Problem requirements: Express the rows from the line containing "the sweater cuff" through the last line of the rows as a JSON list of strings, one string per line, leaving out blank lines.

Collected data:
"""

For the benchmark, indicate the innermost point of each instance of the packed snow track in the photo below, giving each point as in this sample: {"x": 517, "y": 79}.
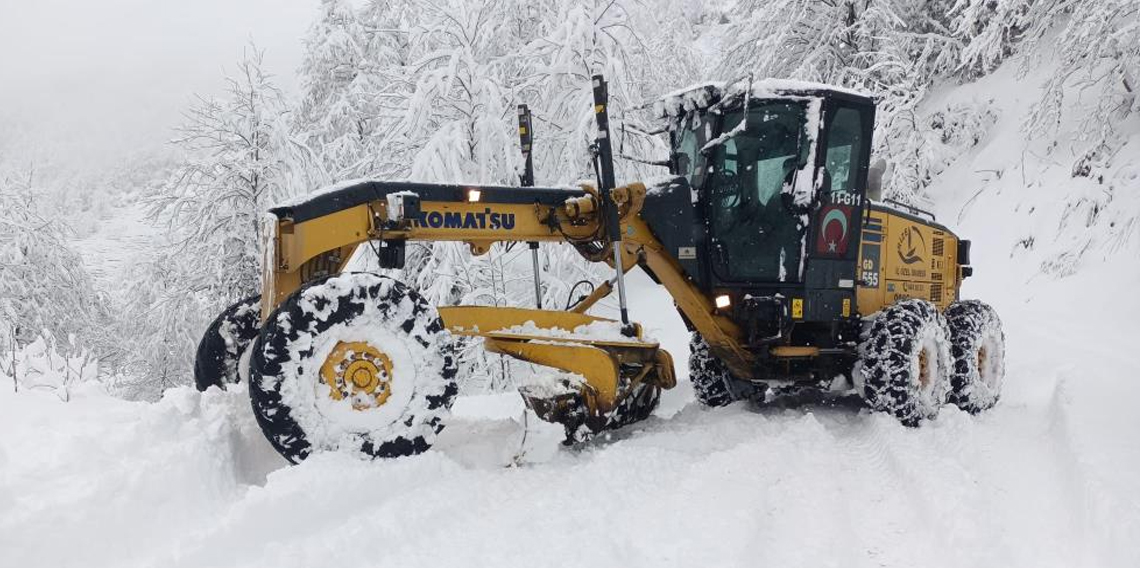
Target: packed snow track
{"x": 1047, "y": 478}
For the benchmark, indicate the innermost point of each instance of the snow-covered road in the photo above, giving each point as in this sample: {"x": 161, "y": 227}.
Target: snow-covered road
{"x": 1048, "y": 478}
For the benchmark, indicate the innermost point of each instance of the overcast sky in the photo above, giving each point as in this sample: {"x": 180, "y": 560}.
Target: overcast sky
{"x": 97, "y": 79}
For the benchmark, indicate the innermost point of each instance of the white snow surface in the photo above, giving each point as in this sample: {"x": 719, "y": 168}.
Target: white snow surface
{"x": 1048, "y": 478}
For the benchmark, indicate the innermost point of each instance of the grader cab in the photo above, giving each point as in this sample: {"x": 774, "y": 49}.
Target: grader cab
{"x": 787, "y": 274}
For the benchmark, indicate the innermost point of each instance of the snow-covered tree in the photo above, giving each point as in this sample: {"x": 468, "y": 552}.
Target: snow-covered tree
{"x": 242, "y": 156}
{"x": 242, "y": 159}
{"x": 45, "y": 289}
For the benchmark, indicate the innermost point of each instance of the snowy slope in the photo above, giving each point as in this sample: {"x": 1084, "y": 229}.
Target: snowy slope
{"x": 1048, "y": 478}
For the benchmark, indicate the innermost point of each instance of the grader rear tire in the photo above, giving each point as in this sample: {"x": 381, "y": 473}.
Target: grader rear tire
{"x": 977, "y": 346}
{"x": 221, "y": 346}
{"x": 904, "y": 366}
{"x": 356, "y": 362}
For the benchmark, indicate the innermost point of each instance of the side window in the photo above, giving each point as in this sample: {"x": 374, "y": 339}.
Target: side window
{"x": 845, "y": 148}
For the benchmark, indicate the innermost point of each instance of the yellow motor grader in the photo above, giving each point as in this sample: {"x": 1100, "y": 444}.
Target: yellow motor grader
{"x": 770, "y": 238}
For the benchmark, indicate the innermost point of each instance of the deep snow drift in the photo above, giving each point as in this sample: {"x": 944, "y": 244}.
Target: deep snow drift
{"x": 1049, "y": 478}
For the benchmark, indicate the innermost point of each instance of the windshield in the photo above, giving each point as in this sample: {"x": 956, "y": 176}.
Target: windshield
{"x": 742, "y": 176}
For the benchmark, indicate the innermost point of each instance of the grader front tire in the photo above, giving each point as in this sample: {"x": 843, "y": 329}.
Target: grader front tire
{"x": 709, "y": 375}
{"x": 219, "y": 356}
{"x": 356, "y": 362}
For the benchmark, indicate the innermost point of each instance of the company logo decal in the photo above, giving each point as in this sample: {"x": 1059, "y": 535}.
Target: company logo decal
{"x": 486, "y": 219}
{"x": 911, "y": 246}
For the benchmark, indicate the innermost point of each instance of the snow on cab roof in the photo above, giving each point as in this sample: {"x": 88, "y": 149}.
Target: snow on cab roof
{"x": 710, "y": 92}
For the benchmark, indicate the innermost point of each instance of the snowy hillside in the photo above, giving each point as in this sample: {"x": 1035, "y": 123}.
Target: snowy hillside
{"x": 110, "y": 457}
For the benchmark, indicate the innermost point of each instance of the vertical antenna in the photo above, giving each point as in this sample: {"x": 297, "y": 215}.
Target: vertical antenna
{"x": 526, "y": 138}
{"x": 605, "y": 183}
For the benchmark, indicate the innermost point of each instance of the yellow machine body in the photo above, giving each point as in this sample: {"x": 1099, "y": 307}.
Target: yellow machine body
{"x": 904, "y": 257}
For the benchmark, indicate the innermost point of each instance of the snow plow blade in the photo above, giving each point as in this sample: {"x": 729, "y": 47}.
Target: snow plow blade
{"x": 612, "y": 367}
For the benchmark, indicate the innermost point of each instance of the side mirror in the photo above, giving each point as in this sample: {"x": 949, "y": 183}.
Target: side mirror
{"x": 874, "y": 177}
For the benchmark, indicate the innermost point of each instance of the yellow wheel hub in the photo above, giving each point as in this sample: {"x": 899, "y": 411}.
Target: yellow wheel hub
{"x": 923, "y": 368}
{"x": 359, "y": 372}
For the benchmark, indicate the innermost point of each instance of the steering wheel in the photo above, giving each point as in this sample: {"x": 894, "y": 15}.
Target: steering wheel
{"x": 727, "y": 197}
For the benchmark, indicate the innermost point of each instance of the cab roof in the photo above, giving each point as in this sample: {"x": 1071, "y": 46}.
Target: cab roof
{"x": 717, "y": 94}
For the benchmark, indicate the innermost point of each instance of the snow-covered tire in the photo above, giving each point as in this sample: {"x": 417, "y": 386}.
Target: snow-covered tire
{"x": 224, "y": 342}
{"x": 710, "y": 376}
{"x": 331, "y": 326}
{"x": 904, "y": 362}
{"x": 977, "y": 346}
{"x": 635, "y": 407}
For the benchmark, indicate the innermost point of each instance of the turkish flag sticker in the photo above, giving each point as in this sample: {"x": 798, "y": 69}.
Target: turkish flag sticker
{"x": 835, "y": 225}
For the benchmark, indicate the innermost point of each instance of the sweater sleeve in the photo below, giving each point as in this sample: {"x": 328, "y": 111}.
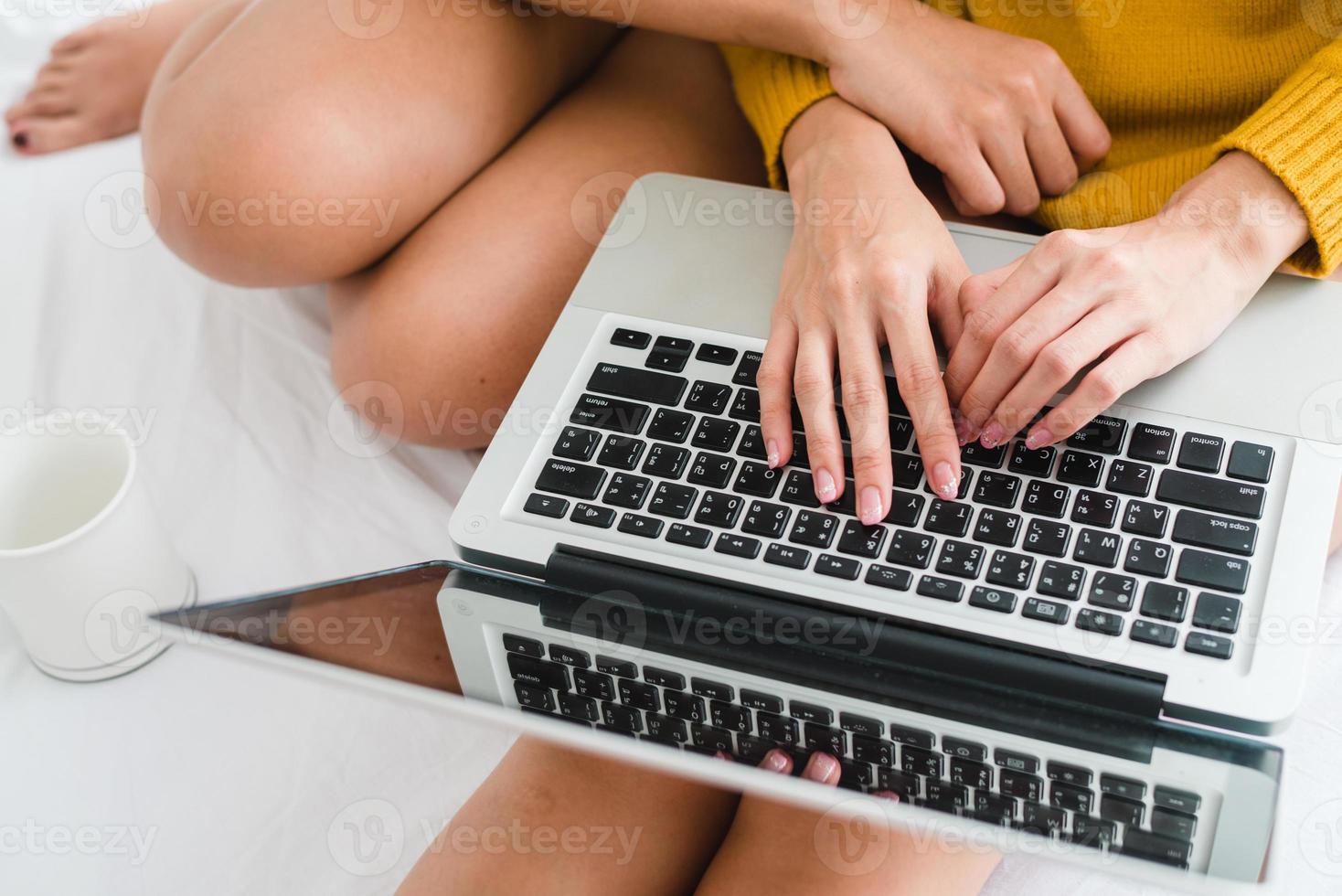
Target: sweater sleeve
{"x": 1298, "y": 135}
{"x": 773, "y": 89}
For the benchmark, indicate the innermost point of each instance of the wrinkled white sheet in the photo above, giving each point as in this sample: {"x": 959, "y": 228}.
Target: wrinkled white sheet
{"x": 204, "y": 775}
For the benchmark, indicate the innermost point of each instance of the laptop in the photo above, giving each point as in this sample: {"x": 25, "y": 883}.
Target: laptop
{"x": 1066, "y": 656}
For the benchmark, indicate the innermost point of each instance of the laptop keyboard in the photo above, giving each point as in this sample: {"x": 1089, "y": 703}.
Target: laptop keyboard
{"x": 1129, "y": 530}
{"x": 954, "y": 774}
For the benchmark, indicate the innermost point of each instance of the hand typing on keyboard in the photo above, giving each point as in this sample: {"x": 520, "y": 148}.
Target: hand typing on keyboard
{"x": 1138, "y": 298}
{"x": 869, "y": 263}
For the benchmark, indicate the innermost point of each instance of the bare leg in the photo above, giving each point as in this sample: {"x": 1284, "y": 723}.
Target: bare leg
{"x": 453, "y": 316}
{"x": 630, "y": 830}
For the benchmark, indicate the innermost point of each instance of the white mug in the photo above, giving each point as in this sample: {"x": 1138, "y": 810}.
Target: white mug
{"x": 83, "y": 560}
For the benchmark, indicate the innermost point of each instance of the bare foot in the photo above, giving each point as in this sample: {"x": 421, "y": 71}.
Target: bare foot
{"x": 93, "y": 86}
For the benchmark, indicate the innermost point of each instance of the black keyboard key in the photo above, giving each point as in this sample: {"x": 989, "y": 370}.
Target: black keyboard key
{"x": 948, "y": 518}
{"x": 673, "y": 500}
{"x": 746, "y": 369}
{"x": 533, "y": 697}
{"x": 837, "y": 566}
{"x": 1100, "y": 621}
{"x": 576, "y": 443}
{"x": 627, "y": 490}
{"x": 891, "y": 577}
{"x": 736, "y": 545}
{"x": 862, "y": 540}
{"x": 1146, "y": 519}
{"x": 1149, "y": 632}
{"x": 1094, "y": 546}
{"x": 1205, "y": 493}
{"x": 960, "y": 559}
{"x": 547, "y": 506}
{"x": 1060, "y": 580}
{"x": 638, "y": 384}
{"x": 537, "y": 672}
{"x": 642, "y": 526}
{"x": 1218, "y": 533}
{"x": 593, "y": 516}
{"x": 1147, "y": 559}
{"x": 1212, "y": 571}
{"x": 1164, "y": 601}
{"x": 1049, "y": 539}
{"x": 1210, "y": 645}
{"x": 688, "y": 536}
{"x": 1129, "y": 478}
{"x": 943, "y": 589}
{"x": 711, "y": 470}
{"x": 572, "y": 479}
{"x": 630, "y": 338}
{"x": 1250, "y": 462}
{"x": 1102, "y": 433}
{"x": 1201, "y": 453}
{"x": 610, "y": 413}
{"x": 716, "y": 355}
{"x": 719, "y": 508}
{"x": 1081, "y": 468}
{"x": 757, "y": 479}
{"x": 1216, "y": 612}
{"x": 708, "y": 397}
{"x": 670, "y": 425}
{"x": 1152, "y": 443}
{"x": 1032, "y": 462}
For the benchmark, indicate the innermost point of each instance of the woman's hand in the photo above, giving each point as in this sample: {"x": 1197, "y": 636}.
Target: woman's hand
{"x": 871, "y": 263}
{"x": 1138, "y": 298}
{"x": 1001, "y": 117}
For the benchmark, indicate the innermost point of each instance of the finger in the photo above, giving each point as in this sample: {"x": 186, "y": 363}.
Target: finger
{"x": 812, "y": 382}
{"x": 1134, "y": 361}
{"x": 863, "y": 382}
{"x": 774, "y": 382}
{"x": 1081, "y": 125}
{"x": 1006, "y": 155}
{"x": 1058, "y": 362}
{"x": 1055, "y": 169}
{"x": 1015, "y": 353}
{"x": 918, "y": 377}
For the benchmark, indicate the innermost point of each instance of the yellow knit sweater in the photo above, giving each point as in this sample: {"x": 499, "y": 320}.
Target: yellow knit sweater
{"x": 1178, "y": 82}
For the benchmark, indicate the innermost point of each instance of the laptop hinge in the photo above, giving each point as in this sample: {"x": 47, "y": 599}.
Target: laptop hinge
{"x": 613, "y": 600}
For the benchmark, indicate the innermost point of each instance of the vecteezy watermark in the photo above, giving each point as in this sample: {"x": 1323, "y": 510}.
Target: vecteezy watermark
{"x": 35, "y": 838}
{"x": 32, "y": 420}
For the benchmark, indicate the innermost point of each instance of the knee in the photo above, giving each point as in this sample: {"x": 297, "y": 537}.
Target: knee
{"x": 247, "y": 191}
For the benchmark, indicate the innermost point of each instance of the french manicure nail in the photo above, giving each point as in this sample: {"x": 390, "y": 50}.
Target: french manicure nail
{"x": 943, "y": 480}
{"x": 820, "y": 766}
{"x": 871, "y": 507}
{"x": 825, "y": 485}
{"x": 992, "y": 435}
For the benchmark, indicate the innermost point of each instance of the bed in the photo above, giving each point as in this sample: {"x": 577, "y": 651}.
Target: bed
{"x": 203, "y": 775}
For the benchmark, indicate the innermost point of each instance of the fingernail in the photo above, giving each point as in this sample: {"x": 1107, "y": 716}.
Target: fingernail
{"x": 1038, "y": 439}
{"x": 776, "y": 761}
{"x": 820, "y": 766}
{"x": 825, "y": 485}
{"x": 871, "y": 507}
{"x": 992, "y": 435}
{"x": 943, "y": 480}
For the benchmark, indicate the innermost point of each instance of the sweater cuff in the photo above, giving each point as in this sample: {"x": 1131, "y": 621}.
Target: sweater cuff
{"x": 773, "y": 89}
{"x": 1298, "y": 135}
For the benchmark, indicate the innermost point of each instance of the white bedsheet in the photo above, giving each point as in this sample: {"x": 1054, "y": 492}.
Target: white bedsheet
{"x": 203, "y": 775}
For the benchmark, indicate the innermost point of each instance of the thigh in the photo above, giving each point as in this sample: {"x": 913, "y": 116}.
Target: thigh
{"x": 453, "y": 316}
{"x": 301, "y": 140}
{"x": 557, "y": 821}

"""

Full answer:
[
  "For the benchmark, indicate the innermost point of each instance of the sweater cuff in the photo above, giving each point as in this sample: {\"x\": 1131, \"y\": 621}.",
  "Target: sweater cuff",
  "{\"x\": 773, \"y\": 89}",
  "{\"x\": 1298, \"y\": 135}",
  "For the benchmark, indicate the innermost point of each instance of the white bedsheet in the photo above, giving each point as in this sample: {\"x\": 1054, \"y\": 492}.",
  "Target: white bedsheet",
  "{\"x\": 203, \"y\": 775}",
  "For the benchmark, indicate the innermost point of each instance of the thigh in the photo above, giving each point as in this sample: {\"x\": 913, \"y\": 116}.",
  "Target: thigh",
  "{\"x\": 453, \"y\": 316}",
  "{\"x\": 301, \"y\": 140}",
  "{\"x\": 557, \"y\": 821}"
]